[START RECORDS FOR THE EXERCISE]
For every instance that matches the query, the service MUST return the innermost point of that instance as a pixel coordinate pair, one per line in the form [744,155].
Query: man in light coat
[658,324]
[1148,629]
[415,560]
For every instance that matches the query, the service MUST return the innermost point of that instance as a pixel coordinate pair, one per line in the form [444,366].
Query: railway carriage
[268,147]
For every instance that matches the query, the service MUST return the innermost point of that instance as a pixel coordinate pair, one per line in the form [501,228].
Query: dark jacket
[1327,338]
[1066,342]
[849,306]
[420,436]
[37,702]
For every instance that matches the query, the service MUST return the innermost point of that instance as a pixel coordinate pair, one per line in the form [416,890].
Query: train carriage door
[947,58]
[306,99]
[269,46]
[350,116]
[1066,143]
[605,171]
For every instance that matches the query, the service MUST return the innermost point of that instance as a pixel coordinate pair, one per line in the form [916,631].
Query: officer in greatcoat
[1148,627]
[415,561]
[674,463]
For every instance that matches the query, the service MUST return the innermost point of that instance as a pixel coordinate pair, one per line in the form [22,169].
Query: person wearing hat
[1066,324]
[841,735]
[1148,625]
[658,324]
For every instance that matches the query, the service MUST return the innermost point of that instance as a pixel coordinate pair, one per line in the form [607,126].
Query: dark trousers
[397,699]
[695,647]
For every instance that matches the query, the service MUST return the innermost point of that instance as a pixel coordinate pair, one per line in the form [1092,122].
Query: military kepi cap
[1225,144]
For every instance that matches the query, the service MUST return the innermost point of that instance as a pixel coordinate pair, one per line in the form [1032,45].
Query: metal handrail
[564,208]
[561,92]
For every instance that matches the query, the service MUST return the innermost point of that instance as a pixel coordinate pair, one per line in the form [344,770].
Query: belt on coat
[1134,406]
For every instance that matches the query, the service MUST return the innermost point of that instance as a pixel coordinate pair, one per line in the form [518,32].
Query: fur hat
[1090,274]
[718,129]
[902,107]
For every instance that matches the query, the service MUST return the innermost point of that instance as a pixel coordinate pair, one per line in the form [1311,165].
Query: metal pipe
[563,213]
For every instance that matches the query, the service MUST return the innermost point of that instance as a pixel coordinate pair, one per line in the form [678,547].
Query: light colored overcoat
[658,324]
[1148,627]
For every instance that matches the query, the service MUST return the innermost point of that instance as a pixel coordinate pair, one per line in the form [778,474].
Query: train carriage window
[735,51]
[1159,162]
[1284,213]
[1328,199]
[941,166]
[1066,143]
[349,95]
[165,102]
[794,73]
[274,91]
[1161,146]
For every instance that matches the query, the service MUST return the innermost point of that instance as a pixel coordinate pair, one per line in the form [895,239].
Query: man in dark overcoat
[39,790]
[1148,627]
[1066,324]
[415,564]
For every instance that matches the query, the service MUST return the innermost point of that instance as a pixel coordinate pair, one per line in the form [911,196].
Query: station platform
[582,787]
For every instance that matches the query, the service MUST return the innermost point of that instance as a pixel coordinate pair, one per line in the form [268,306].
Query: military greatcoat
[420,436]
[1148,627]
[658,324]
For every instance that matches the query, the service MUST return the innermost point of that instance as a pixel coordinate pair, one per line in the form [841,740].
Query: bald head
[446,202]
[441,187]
[END RECORDS FOR THE EXERCISE]
[START RECORDS FOR THE EXERCISE]
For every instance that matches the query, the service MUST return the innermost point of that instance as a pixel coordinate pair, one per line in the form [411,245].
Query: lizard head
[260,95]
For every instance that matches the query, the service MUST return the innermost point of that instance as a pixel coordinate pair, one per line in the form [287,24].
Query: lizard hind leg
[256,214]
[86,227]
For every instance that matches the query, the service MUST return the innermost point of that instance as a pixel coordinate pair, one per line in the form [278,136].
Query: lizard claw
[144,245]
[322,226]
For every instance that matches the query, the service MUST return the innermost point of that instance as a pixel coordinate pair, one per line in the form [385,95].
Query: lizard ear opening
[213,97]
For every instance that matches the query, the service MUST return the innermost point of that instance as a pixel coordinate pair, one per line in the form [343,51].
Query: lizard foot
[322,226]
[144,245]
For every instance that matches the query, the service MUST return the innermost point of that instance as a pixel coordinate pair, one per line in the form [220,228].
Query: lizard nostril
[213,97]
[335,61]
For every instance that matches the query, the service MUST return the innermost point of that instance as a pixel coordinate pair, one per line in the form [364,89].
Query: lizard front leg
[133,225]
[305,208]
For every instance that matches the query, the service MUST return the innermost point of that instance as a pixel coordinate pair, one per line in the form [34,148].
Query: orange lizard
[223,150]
[END RECORDS FOR THE EXERCISE]
→ **EXERCISE**
State how many lines of the records above contain the string "carriage", giving only the number. Case counts.

→ **ANSWER IN FULL**
3